Text for analysis:
==============================

One of the strangest experiences in my career as a writer has been writing for a welding company for about ten years.
I learned a lot about welding helmets, the latest welding machines, and the biggest trends in welding supplies and accessories. I logged untold hours on YouTube welding channels, analyzed the benefits of several different welding processes, and got to intimately know the websites of many leading brands in the industry.
In short, I was experienced in “talking shop” about welding without ever actually stepping into a welding shop. For all of the research I’d done into the processes and products that helped customers buy products, you really didn’t want me setting foot in a welding shop, striking an arc, and then afflicting two pieces of metal with it.
Since welding uses a lot of electricity and gives off plenty of sparks, it would have been a huge mistake for me to assume I had anything to offer in a welding shop.
For me to confuse hours of online research with the hard-earned dues paid by welders would have been misguided at best and probably quite prideful. In fact, any kind of online researcher who claims to be equal to, or superior to, an actual hands-on expert is most certainly quite prideful.
Yet, pride is hard to nail down. I wonder if we overlook it because we try to give someone the benefit of a doubt. “Well, he was wrong, but at least he meant well.” Or we may say, “He was just trying his best to be responsible by learning something new.”
But isn’t rejecting expertise inherently irresponsible and prideful?
In addition, perhaps we are so inundated with pride as a society that it’s almost impossible to spot. It’s just becoming the de facto way of living.
I can’t say for sure, but I do feel like I’m just swimming in an ocean of unidentified pride each time I walk into a store or coffee shop throughout the pandemic where people have refused to wear masks during a highly contagious airborne pandemic.
We could surely mention how science has been politicized and people are inundated by so much misinformation, but does any of that excuse the pride of thinking we know better than a doctor or researcher with decades of hands-on experience?
The past year or more have been especially galling for me because I’m surrounded each day by pastors, church volunteers, and devout Christians. They are eager to go out with their Bibles, but I have rarely seen any of them inside with masks on during some of the most highly contagious and highest rates of infection during the pandemic.
I surely understand the hesitancy to wear a mask when vaccination rates are high and local infection rates are low. I’m talking about resistance to masks, to say nothing of safe vaccines, during the most dire moments of emergency during the pandemic.

==============================

(Stored items)
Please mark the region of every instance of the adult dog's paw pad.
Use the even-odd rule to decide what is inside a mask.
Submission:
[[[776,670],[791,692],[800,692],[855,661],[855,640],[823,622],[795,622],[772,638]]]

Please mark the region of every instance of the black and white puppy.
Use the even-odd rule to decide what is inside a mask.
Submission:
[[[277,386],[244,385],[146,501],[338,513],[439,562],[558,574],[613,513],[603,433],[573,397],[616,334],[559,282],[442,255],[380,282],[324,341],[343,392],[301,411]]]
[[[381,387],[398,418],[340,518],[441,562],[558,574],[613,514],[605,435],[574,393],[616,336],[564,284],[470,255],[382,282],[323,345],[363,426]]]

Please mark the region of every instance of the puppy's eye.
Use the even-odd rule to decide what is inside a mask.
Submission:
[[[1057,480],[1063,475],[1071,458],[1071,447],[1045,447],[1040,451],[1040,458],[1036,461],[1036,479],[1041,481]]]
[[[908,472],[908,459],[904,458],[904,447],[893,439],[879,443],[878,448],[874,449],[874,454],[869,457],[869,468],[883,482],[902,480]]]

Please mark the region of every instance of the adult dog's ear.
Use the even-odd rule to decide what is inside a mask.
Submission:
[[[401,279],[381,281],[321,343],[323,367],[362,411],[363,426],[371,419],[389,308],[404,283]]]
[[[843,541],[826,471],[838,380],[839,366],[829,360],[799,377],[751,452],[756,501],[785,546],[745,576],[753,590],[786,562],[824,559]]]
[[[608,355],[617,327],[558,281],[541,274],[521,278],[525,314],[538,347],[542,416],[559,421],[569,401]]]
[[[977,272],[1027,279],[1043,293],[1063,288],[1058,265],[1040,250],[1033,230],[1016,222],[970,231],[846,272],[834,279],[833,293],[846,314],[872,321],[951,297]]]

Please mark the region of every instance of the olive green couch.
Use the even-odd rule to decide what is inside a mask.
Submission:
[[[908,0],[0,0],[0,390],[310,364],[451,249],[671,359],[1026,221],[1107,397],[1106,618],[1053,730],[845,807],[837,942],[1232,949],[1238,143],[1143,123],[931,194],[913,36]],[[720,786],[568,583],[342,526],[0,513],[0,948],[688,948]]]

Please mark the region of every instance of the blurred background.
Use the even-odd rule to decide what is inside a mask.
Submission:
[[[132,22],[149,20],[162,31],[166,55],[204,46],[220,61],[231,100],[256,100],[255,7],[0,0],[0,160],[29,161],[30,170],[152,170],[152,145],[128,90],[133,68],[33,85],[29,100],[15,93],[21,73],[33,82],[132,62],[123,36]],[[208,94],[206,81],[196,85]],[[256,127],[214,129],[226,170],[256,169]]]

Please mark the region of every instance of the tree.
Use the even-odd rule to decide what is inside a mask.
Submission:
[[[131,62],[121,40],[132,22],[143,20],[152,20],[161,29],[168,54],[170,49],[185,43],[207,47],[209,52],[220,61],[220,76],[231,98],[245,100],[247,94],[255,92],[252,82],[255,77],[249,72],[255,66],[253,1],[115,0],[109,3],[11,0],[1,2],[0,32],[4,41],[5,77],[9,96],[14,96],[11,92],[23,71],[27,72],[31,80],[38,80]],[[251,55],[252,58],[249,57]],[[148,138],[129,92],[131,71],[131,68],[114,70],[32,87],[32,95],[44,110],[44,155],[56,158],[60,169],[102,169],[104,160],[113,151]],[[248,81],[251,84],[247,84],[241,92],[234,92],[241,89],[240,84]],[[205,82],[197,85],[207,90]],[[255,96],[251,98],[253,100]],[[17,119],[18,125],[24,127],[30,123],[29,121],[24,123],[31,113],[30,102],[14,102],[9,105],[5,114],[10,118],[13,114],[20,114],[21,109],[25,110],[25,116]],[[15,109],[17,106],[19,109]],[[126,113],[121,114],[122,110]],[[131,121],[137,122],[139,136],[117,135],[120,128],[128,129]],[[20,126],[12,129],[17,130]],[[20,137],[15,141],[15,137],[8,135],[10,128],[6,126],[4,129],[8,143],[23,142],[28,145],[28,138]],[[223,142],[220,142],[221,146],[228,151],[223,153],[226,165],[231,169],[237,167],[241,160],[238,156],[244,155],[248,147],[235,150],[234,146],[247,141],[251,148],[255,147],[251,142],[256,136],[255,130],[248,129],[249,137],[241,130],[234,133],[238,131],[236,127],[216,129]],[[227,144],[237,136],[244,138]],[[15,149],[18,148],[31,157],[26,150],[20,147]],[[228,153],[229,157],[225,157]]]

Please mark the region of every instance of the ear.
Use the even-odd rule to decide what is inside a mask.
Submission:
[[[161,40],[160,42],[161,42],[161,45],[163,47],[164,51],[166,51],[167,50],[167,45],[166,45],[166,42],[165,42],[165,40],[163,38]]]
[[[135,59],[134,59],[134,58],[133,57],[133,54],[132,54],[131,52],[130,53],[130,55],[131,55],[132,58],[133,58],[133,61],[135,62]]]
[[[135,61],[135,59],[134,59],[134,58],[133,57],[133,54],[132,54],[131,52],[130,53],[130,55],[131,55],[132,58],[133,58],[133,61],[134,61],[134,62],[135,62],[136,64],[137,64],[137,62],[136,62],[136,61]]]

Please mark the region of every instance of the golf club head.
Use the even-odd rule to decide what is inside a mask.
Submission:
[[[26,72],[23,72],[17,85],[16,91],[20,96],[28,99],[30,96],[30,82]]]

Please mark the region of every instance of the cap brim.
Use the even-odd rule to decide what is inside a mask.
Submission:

==============================

Problems to work on:
1. Answer these questions using the essay on pride and expertise.
(a) For about how long did the writer write for a welding company?
(b) What two things about welding made it a mistake, in the writer's view, to assume they had anything to offer in a welding shop?
(c) Who does the writer say surrounds them each day?
2. Translate this sentence from the essay on pride and expertise into Spanish: "Yet, pride is hard to nail down."
3. Carry on the essay on pride and expertise, starting right after its last sentence.

Numbered answers:
1.
(a) About ten years.
(b) Welding uses a lot of electricity and gives off plenty of sparks.
(c) Pastors, church volunteers, and devout Christians.

2. Sin embargo, el orgullo es difícil de precisar.

3.
Would the prideful flaunting of a public health crisis count as a sin to these Christians? I doubt it, but why wouldn’t it? Isn’t it the very definition of pride to believe you know better than the experts in the medical field?
I can imagine the mask-resistant Baptists in my town would take a different view of things if I stepped into a biblical Hebrew class and told the professor that I had a better idea of how to translate a Psalm based on my year of biblical Hebrew twenty years ago.
How is that imagined pride of my Hebrew “prowess” any different from Christians imagining they know better than doctors and researchers giving the recommendations to wear a mask in an indoor space?
We are familiar with the teaching that pride comes before a fall, but in America today, pride also comes before sickness and even death if we continue to reject the guidance of experts who continue to be ignored by far too many.
I know first-hand that it’s unpleasant to face pride. Yet, considering the consequences of pride and believing anyone who has done some “online research” over an actual medical expert, the discomfort of confessing pride is way better than someone slowly suffocating to death while on a ventilator.
From that standpoint, wearing a mask indoors doesn’t seem like a huge risk or inconvenience for the sake of others.
With a constantly evolving pandemic, the guidance of medical experts may change over time. New information may be discovered, and our guidance will change.
If I change anything that I do, it will surely be done based on the consensus recommendations of doctors and medical researchers.
The thought of an internet-researching novice like me in the welding shop is bad enough for my own safety. I can’t imagine an internet-researching novice can do much better when it comes to public health recommendations during a pandemic.